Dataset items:
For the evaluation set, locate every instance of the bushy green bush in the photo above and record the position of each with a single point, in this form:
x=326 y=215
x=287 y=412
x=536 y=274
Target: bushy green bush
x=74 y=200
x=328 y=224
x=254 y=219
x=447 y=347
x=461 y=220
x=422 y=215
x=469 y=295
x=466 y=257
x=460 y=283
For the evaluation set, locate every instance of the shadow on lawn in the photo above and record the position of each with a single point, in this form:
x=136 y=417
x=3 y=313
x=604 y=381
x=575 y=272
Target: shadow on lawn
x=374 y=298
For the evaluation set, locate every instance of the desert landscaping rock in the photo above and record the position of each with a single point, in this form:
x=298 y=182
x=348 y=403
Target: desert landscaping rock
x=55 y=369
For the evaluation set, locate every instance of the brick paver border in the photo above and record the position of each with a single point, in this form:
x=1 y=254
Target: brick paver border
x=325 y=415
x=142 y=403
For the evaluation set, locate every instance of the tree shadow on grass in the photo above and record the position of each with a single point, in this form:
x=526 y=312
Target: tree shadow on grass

Written task: Pull every line of the records above out word for word, with nothing changed.

Response to this exercise:
For the evaluation set, locate every instance of the bushy green bush in the photo above and record the position of each with a single point, in this form:
x=326 y=215
x=287 y=412
x=536 y=274
Target: bushy green bush
x=74 y=200
x=328 y=224
x=254 y=219
x=447 y=347
x=461 y=220
x=422 y=215
x=469 y=295
x=466 y=257
x=460 y=283
For the evaluation set, locate every instance of the shadow on lawn in the photo above and record the position of each with a single point, in this form:
x=136 y=417
x=3 y=313
x=604 y=381
x=575 y=272
Target: shadow on lawn
x=374 y=298
For the evaluation set, locate every instance of the desert landscaping rock in the photo above and record the position of each with a single point, in this form:
x=298 y=182
x=348 y=403
Target: desert landscaping rock
x=55 y=369
For the evaluation set, locate every instance of the brick paver border in the photo above and record the position of each with a single point, in this form:
x=1 y=254
Target: brick paver border
x=325 y=415
x=142 y=403
For the evaluation set, locate every instance of the tree shadow on grass in the photo above and record the position of each with a single point, in this form:
x=526 y=312
Target: tree shadow on grass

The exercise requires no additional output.